* _EXERCISE DETAILS_
In the listing below, locate the lines bearing the word "beard". Copy every one of them.
-------------------------
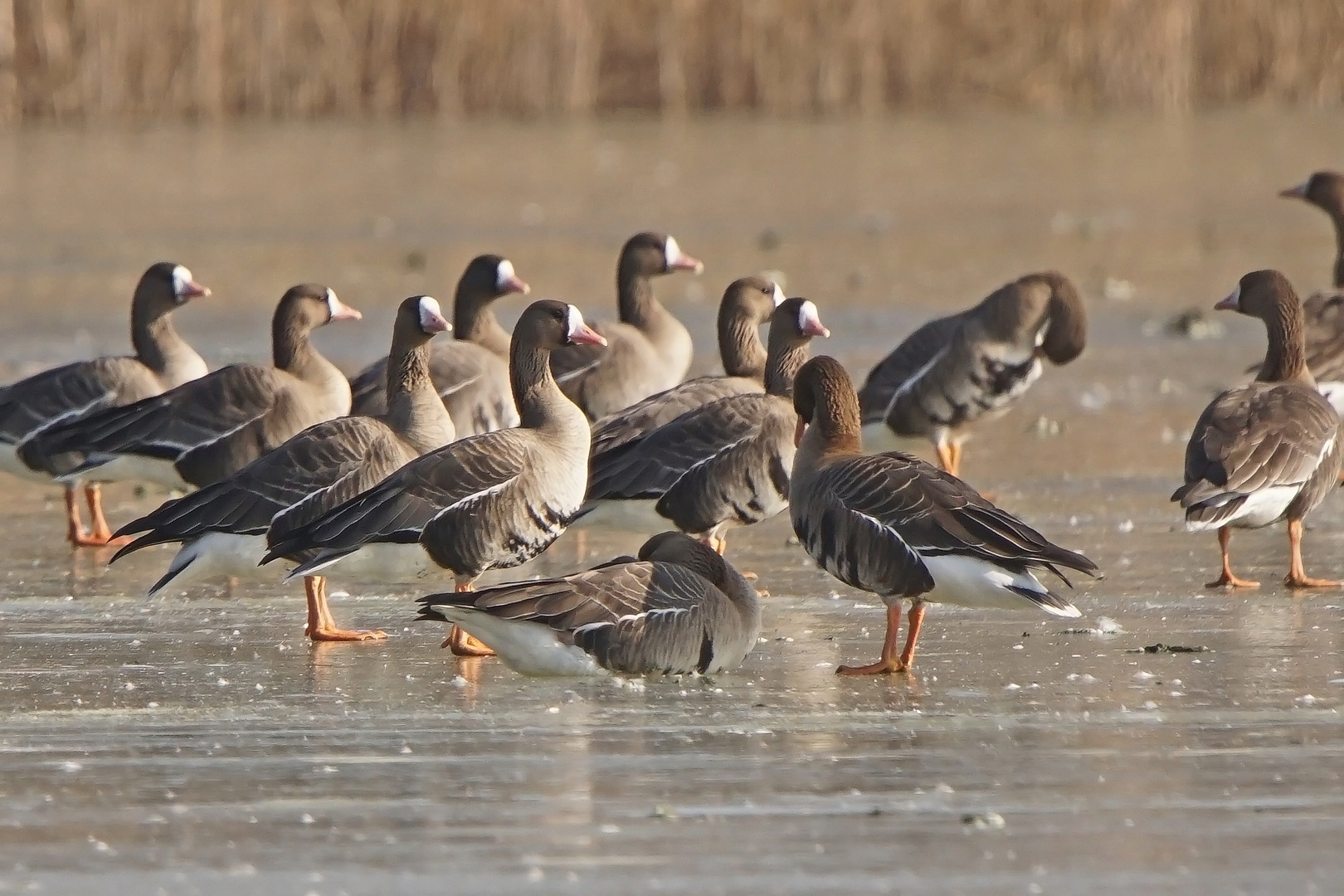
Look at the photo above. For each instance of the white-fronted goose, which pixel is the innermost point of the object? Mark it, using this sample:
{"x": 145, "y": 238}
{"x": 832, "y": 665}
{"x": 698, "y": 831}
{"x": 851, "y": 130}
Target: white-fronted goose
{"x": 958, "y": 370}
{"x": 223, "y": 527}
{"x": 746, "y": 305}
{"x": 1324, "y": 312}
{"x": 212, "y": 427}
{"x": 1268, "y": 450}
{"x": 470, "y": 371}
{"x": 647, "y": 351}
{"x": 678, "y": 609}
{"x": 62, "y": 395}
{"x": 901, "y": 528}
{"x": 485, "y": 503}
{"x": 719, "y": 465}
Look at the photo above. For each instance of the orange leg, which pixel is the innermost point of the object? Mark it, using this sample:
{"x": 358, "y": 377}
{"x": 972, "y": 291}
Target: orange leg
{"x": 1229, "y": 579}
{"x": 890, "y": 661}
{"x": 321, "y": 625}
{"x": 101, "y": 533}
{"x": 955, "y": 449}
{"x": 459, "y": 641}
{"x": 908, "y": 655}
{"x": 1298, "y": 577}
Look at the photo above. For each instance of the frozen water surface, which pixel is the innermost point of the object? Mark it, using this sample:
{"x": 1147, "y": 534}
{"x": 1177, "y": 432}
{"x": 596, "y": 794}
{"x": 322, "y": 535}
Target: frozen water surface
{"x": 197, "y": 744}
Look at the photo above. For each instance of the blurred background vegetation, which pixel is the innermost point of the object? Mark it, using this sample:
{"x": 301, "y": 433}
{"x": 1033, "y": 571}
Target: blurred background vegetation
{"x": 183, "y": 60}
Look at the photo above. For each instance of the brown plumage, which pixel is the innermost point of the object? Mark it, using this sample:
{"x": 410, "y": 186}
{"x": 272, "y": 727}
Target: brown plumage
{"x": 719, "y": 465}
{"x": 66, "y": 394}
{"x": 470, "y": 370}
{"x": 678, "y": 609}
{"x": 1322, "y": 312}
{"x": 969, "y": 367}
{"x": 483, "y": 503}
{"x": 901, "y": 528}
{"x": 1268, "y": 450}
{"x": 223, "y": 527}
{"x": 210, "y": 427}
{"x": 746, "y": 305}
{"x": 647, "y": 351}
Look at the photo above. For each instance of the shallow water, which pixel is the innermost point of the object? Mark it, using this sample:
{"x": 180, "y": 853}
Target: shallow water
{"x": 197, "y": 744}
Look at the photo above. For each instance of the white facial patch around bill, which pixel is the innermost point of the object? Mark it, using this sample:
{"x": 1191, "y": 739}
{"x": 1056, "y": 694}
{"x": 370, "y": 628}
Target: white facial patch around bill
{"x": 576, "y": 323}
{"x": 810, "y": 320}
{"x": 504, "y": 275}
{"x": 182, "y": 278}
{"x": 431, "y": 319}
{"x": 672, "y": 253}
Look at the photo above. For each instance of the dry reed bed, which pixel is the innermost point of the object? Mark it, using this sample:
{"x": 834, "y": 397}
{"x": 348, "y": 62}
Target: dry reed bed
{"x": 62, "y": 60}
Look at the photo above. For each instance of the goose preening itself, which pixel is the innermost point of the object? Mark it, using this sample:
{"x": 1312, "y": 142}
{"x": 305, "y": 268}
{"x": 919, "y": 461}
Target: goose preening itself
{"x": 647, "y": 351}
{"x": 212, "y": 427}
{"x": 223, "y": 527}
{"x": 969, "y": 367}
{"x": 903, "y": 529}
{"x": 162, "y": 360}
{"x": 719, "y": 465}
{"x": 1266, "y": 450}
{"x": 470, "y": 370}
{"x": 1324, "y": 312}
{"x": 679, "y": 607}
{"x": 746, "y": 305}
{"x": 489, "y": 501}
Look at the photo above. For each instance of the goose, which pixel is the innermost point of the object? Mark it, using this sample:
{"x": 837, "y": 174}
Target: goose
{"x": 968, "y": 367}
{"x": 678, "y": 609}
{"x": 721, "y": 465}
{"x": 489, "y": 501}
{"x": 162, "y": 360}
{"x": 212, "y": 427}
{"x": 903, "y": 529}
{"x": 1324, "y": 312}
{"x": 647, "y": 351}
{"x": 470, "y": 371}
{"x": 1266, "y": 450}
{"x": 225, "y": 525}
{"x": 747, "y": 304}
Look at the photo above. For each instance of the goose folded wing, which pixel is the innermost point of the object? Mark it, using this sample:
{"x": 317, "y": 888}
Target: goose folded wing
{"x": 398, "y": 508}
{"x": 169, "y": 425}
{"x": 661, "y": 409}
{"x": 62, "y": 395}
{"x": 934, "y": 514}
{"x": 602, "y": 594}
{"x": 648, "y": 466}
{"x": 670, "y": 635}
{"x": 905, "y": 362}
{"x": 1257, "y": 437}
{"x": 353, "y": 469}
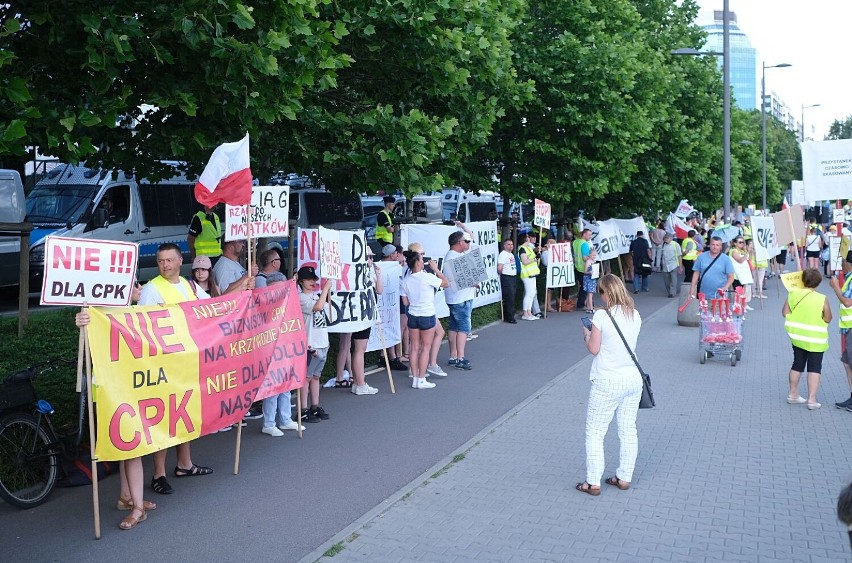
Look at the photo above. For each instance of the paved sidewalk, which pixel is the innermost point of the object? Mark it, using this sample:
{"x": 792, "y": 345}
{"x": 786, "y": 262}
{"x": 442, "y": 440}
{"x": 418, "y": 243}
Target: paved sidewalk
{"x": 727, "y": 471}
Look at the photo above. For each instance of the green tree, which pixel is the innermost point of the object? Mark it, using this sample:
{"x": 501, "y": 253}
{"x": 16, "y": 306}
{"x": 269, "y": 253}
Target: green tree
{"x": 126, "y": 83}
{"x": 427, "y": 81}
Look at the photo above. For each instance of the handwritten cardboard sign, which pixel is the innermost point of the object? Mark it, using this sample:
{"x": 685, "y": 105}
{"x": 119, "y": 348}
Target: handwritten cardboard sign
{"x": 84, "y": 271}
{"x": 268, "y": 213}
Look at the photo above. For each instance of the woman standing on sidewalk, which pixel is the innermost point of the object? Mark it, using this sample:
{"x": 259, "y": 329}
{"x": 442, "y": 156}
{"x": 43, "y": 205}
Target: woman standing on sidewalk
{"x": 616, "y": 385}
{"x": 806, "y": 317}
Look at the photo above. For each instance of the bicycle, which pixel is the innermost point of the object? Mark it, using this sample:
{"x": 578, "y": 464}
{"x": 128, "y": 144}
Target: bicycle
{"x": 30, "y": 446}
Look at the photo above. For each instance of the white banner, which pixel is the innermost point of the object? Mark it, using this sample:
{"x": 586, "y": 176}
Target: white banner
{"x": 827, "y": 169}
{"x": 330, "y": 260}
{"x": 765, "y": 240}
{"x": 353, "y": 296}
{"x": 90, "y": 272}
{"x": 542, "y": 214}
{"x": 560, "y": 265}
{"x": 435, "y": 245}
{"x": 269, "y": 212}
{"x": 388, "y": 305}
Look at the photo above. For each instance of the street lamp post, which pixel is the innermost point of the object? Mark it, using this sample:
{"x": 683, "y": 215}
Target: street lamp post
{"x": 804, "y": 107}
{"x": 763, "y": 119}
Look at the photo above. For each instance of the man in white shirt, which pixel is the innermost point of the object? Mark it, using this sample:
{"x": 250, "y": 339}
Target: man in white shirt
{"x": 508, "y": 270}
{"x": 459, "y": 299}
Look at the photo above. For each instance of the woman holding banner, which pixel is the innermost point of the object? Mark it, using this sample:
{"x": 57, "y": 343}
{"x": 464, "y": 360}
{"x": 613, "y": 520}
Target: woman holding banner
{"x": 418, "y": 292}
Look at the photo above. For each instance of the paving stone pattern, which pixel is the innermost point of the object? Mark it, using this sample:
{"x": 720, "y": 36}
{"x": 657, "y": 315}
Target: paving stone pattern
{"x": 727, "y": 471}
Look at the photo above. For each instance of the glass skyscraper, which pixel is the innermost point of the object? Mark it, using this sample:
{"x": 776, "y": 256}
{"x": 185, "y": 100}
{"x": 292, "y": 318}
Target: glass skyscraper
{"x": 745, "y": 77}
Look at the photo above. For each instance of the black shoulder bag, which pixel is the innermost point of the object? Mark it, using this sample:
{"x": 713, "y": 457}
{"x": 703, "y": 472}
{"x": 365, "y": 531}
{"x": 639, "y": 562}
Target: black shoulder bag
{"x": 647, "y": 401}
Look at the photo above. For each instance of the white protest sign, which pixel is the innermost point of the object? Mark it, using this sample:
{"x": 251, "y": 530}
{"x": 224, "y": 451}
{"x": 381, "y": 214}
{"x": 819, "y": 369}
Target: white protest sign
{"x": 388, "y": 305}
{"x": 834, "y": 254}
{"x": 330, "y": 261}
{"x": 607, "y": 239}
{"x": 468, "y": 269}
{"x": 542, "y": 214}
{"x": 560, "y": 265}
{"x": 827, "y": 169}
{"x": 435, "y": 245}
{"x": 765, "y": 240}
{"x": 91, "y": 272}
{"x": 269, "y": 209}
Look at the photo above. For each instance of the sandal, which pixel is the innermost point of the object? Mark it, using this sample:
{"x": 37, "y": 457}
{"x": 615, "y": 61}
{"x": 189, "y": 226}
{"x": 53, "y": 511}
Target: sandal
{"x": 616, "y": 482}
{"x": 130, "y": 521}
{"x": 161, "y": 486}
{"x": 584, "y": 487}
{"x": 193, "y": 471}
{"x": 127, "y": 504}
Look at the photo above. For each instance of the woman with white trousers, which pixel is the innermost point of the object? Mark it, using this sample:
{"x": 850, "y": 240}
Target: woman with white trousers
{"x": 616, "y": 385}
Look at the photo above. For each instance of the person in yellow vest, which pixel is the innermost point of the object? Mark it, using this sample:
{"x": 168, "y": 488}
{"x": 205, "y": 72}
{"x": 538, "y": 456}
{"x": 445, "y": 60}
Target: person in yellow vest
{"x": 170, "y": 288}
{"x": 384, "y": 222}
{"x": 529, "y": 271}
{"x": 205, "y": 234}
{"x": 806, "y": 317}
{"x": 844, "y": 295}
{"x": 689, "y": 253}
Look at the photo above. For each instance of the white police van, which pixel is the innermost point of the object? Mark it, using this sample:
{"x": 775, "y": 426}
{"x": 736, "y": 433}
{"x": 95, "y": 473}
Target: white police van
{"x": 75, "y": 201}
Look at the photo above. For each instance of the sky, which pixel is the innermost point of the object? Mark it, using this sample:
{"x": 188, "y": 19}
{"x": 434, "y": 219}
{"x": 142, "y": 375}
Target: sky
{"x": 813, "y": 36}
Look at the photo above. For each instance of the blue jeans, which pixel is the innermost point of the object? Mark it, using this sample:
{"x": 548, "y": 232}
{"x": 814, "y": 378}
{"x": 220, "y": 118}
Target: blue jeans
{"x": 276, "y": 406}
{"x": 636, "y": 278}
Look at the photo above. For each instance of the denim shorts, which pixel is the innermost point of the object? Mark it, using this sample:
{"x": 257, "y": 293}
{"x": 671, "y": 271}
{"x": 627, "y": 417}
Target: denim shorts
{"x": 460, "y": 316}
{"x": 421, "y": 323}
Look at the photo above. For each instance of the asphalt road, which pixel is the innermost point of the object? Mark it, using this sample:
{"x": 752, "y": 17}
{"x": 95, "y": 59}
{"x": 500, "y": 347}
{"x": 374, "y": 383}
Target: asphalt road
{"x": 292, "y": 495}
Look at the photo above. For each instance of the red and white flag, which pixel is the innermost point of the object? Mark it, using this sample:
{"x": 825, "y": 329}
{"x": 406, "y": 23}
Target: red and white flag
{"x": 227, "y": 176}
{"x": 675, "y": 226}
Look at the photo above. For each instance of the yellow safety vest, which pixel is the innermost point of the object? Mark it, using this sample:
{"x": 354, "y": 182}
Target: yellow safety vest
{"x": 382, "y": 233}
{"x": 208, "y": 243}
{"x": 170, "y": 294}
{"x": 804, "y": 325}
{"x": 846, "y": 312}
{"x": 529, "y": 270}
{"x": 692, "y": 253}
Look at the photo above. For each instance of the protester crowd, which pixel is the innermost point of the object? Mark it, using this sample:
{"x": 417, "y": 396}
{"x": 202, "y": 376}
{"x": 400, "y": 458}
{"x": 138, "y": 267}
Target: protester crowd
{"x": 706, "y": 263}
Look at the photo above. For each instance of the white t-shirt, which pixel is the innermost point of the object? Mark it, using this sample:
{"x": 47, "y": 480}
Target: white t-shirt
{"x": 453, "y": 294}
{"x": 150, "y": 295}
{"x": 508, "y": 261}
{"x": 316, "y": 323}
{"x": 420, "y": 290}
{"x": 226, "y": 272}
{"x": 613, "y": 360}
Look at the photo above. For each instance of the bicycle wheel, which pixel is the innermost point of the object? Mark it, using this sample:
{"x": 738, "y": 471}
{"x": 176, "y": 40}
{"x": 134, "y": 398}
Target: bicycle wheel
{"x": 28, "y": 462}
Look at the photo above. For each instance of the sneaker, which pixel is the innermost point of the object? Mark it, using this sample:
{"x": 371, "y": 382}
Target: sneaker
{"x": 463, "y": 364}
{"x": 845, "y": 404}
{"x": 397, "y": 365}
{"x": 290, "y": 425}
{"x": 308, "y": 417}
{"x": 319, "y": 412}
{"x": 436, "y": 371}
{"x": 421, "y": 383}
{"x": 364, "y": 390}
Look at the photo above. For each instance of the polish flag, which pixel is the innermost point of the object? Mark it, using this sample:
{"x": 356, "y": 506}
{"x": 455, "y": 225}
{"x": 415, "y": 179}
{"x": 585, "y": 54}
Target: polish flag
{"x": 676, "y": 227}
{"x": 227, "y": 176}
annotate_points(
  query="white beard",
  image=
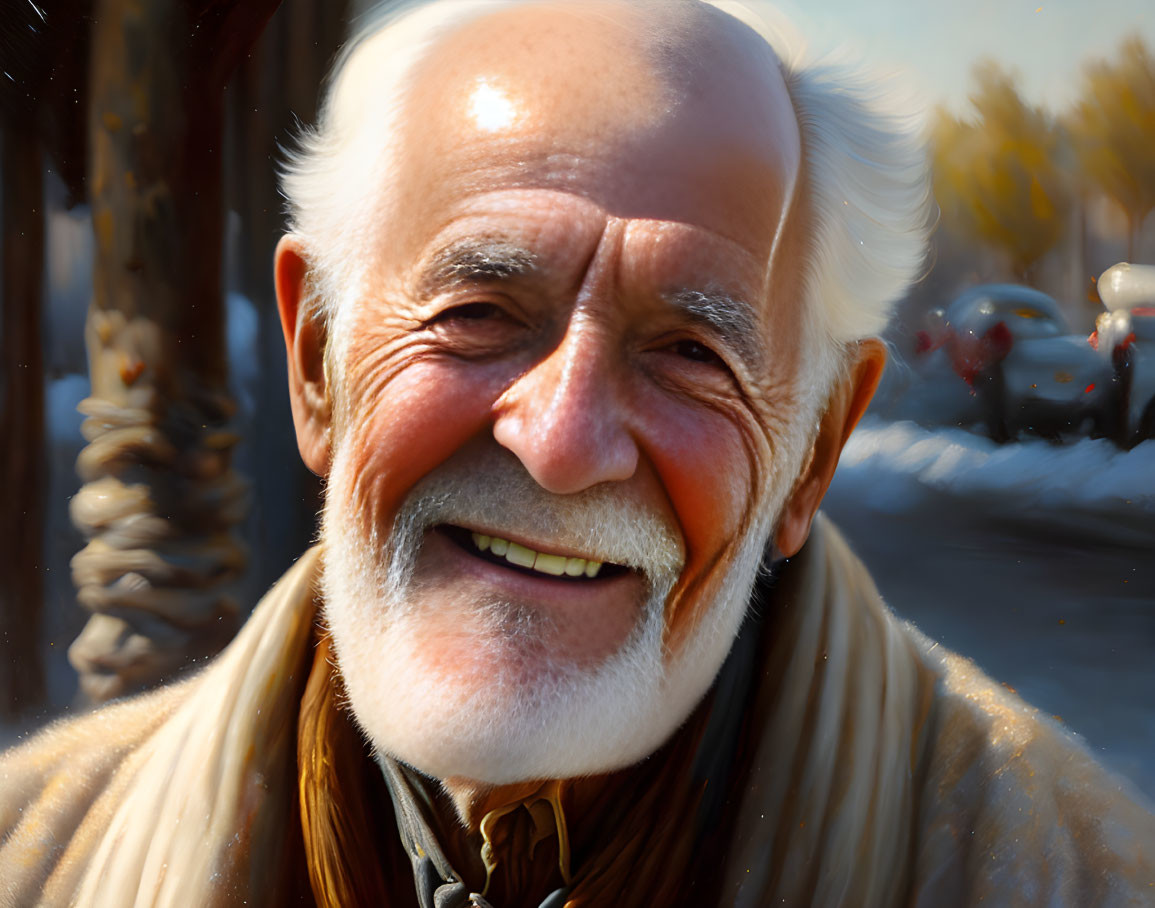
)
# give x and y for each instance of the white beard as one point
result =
-------------------------
* _TASK ANSWER_
  query="white beard",
# give x and y for each instance of the white beard as one point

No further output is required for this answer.